[Dataset items]
** Begin **
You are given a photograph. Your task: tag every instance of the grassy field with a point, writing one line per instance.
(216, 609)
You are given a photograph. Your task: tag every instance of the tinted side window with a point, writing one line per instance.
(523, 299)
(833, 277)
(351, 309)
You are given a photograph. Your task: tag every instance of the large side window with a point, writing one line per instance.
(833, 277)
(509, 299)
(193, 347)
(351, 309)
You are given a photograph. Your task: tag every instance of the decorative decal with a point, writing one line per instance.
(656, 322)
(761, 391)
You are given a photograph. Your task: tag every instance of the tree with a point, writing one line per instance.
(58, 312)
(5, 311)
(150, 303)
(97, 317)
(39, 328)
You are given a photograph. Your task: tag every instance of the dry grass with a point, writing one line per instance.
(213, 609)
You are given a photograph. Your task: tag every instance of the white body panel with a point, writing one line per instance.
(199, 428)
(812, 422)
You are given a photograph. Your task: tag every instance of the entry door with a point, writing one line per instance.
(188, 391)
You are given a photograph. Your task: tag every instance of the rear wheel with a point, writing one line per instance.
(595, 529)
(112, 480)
** End **
WORK REQUIRED:
Please put the data into a two-column CSV with the columns "prompt" and "response", one row per item, quoting each field and replacing line breaks with spaces. Begin at the line that contains "of the tree" and continue through the end of the data.

OUTPUT OF THE EXERCISE:
prompt,response
"You are given a photograph. Your task: tag every instance of the tree with a point, writing one line per instance.","(58, 312) (5, 311) (150, 303) (97, 317) (39, 328)"
"You are given a photograph. Your task: tag every instance of the dry grass with a point, writing one line per instance.","(213, 609)"
"You are given a photograph. Your task: tag every instance of the white body panel with a point, writing one line per instance.","(199, 428) (812, 422)"
"You are given a photograph. Your task: tag every instance of the entry door with a point, writing one line per instance.","(188, 391)"
"You are given a photograph. Your task: tag every instance of the rear wheel with a point, writing one line per instance.","(595, 529) (112, 480)"